Thanks for the info;---interesting.



SteveZ said:


> I compared two RS1502s, one wrapped spinning and the other conventional. The spinner wore a Tica Dolphin reel with 30# PP and a 40# BG shocker. The conventional had an Abu 6500 BY with 17# Sufix Tri+ and a 40# BG shocker. The weight was an 8 oz sinker in a tennis ball for a total of 10.1 oz. The spinner was pretty good at 95-100 yds. The conventional was just a bit further at 105-110 yds. Distances were measured with a wheel. Not a scientific test by any means but pretty clear to me that the conventional will out distance the spinner by a slight margin with a typical 8 & bait load. My .02.


----------



## waywack40 (Oct 7, 2007)

I have tried to think through what really gives rise to the difference in results with casting with a conventional or a spinning reel. At first blush, you would think that the spinner should perform better as there in nothing moving except the line peeling off the reel while the conventional has to be revolving like hell to get the line off. But with the conventional the energy to make the reel spin at high RPM is imparted to the reel at the instant the sinker starts heading out. This results in an amount of stored energy in the form of momentum within the revolving spool and line. As the line travels out, of course, there will be a decrease in the momentum or stored energy in the reel as the weight (or mass) of the spool decreases with less line, the RPMs drop (maybe actually have to rise for some portion of the flight as the spool diameter decreases), frictional loss in the bearings, magnetics, and air friction. So, if all of these factors are kept very low, the momentum that was imparted to the spool at the release of the cast actually aids in "moving the line out" which takes some of the "work load" off the sinker.

Records shown:
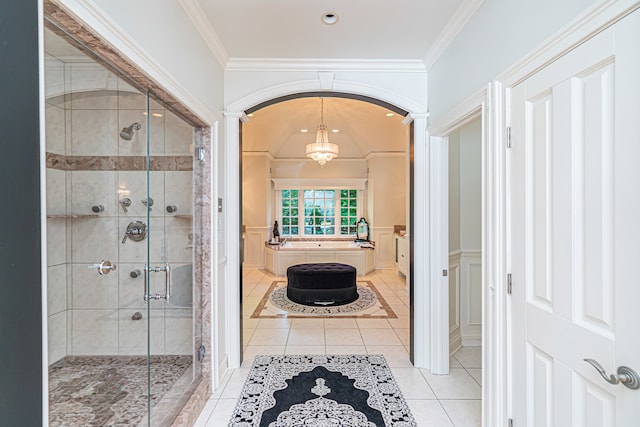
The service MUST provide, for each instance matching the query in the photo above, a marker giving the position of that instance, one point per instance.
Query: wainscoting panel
(254, 238)
(385, 247)
(455, 338)
(471, 297)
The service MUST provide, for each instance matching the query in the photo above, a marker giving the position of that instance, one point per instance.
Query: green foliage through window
(322, 212)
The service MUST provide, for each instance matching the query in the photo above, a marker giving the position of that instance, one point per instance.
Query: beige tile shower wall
(91, 314)
(57, 293)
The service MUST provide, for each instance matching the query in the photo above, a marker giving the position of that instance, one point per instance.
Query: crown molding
(593, 20)
(198, 17)
(385, 154)
(319, 64)
(265, 154)
(461, 16)
(319, 183)
(468, 110)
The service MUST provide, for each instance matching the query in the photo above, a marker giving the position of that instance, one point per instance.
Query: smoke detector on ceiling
(330, 18)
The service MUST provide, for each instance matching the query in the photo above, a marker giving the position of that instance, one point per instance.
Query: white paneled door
(574, 211)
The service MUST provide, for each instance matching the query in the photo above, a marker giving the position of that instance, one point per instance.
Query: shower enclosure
(122, 309)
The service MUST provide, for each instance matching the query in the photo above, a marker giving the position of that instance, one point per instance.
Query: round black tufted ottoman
(324, 284)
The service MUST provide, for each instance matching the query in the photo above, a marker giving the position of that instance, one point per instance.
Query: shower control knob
(148, 202)
(125, 203)
(104, 267)
(136, 231)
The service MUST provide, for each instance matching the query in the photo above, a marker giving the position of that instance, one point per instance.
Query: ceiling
(293, 29)
(397, 31)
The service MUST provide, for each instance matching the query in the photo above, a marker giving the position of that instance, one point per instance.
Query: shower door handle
(104, 267)
(166, 269)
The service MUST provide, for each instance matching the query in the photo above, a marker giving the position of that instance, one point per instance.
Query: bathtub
(280, 257)
(336, 245)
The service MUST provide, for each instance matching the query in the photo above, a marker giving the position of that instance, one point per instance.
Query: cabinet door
(320, 256)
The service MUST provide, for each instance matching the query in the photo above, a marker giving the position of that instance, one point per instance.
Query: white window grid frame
(301, 190)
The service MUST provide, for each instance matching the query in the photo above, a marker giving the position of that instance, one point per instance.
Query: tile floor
(435, 400)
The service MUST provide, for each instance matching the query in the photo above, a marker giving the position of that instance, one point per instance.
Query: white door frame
(423, 246)
(477, 106)
(492, 105)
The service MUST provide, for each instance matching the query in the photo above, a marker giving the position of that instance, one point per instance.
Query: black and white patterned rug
(321, 391)
(370, 303)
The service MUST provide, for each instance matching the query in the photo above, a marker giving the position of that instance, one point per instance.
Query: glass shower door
(120, 315)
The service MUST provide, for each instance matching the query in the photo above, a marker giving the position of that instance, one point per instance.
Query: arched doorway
(419, 195)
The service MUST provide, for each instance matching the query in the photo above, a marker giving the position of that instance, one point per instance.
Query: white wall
(257, 199)
(465, 234)
(387, 201)
(161, 39)
(500, 33)
(407, 90)
(471, 186)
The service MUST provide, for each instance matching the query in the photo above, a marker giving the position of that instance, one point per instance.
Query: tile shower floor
(112, 390)
(435, 400)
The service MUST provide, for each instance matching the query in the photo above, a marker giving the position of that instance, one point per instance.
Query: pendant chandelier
(322, 150)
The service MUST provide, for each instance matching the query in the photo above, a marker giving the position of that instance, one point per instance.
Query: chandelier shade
(322, 150)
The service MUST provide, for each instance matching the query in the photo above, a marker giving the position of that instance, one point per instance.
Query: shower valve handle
(104, 267)
(136, 231)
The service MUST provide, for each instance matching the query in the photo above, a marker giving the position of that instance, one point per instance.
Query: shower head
(127, 133)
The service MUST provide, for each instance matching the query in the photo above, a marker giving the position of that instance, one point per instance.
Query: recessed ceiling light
(330, 18)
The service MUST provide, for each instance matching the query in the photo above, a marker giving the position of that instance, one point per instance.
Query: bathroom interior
(123, 315)
(373, 160)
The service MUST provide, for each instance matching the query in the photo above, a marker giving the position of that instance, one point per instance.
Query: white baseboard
(455, 340)
(471, 340)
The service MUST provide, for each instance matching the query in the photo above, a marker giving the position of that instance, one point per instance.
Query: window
(348, 211)
(325, 212)
(289, 212)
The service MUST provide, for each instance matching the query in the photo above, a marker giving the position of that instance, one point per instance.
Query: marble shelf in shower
(70, 216)
(182, 216)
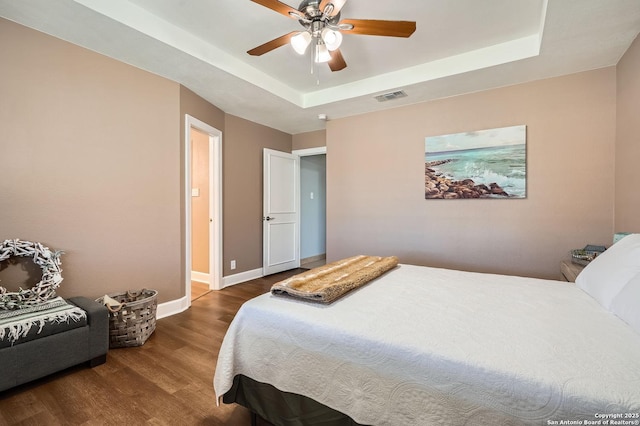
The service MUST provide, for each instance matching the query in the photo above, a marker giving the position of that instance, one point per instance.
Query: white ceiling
(460, 46)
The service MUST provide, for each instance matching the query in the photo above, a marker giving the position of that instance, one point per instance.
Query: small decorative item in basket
(132, 317)
(587, 254)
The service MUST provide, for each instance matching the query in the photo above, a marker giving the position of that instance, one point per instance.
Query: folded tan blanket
(333, 280)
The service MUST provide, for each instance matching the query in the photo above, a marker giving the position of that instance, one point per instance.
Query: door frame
(294, 217)
(215, 203)
(308, 152)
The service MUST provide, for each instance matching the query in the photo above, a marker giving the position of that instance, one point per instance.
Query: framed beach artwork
(481, 164)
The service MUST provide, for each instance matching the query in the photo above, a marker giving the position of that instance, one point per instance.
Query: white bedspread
(422, 346)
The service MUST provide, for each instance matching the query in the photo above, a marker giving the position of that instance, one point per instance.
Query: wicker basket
(134, 320)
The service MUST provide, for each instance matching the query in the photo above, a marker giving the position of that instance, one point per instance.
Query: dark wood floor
(167, 381)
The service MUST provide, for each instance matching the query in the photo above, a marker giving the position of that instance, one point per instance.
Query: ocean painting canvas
(481, 164)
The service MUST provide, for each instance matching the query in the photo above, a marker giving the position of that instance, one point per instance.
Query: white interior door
(281, 217)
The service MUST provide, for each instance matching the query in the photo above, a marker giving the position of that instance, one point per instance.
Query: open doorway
(203, 208)
(313, 207)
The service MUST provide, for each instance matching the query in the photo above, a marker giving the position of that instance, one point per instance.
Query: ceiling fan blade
(273, 44)
(378, 27)
(279, 7)
(337, 6)
(336, 63)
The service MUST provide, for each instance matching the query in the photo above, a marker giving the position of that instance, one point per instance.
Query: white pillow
(607, 274)
(626, 305)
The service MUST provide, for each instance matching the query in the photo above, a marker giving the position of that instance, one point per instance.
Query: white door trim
(286, 213)
(215, 203)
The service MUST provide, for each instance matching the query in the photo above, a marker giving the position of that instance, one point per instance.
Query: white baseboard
(241, 277)
(201, 277)
(172, 307)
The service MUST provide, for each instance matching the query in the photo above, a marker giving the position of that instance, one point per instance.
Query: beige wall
(242, 195)
(375, 179)
(627, 208)
(89, 151)
(307, 140)
(200, 202)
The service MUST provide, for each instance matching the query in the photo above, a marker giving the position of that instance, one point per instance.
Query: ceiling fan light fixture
(300, 42)
(332, 39)
(322, 53)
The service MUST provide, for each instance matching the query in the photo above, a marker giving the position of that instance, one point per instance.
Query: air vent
(390, 96)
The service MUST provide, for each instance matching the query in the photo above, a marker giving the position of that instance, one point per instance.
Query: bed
(421, 346)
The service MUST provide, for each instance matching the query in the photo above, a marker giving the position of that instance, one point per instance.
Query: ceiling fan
(323, 30)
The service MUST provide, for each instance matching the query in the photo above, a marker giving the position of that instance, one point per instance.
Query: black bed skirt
(282, 408)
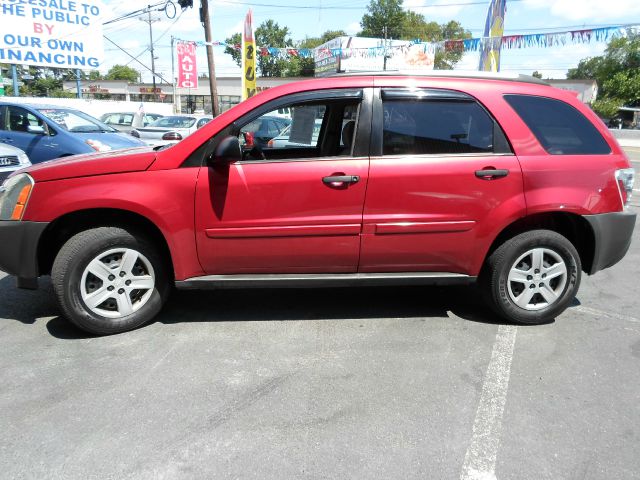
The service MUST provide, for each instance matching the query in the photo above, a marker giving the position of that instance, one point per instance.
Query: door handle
(491, 173)
(338, 180)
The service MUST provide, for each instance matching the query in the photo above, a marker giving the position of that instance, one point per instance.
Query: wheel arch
(570, 225)
(67, 225)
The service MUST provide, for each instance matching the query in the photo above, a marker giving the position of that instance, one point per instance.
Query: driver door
(290, 209)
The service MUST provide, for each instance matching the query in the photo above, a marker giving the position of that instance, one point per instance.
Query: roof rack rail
(513, 77)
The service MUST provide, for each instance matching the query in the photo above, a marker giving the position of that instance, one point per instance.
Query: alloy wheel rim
(117, 283)
(537, 279)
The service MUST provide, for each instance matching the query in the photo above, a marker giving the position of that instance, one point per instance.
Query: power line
(344, 7)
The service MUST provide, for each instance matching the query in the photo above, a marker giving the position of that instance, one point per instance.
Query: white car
(127, 121)
(11, 159)
(282, 140)
(170, 129)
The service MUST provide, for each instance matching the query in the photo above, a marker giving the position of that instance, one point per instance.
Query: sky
(310, 18)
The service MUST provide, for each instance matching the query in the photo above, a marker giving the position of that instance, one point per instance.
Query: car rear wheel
(109, 280)
(533, 277)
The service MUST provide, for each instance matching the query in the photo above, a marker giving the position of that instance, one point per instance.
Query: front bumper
(612, 232)
(19, 250)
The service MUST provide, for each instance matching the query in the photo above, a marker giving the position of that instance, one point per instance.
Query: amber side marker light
(18, 210)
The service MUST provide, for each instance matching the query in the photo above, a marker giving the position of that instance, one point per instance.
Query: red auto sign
(187, 71)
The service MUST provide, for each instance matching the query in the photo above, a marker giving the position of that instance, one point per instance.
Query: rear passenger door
(442, 182)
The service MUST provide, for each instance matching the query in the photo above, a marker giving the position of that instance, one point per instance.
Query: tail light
(625, 178)
(248, 139)
(172, 136)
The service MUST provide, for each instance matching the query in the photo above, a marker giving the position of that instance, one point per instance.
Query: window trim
(430, 94)
(520, 95)
(363, 94)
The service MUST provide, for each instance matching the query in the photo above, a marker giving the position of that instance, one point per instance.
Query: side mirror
(228, 151)
(38, 130)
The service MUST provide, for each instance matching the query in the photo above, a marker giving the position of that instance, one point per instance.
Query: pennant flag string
(509, 42)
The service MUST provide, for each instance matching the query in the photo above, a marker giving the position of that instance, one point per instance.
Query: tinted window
(414, 127)
(20, 120)
(560, 128)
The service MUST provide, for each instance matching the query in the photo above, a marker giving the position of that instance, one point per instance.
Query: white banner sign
(51, 33)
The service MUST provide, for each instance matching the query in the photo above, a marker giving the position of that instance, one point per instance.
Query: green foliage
(617, 71)
(606, 107)
(384, 16)
(122, 72)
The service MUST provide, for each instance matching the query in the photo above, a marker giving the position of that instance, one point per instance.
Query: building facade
(184, 100)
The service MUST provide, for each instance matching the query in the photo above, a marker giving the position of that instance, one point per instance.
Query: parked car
(11, 159)
(434, 179)
(170, 129)
(283, 139)
(260, 131)
(46, 132)
(127, 121)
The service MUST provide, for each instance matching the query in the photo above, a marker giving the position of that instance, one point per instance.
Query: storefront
(192, 100)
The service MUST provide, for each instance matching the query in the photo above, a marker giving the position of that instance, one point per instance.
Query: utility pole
(153, 60)
(384, 52)
(206, 23)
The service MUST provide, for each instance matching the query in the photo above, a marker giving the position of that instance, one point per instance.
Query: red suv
(436, 179)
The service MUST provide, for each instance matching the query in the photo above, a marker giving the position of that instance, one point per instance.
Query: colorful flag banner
(187, 67)
(509, 42)
(248, 59)
(493, 30)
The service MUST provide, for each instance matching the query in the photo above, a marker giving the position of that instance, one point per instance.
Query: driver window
(304, 130)
(20, 120)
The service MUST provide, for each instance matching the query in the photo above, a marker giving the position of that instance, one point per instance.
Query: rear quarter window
(559, 127)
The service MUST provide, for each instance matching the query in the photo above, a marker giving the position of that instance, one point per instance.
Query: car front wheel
(533, 277)
(109, 280)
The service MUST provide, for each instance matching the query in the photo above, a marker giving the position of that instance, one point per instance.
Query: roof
(514, 77)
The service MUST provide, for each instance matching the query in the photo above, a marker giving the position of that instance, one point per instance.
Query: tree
(232, 42)
(122, 72)
(617, 73)
(268, 34)
(384, 18)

What is asked:
Write out the reel-casting thread again, starting at "Thanks for the" and ending at "load. My .02.", and swap "shocker" for "leader" each time it appears. The data has nothing to do with the reel-casting thread.

Exercise answer:
Thanks for the info;---interesting.



SteveZ said:


> I compared two RS1502s, one wrapped spinning and the other conventional. The spinner wore a Tica Dolphin reel with 30# PP and a 40# BG leader. The conventional had an Abu 6500 BY with 17# Sufix Tri+ and a 40# BG leader. The weight was an 8 oz sinker in a tennis ball for a total of 10.1 oz. The spinner was pretty good at 95-100 yds. The conventional was just a bit further at 105-110 yds. Distances were measured with a wheel. Not a scientific test by any means but pretty clear to me that the conventional will out distance the spinner by a slight margin with a typical 8 & bait load. My .02.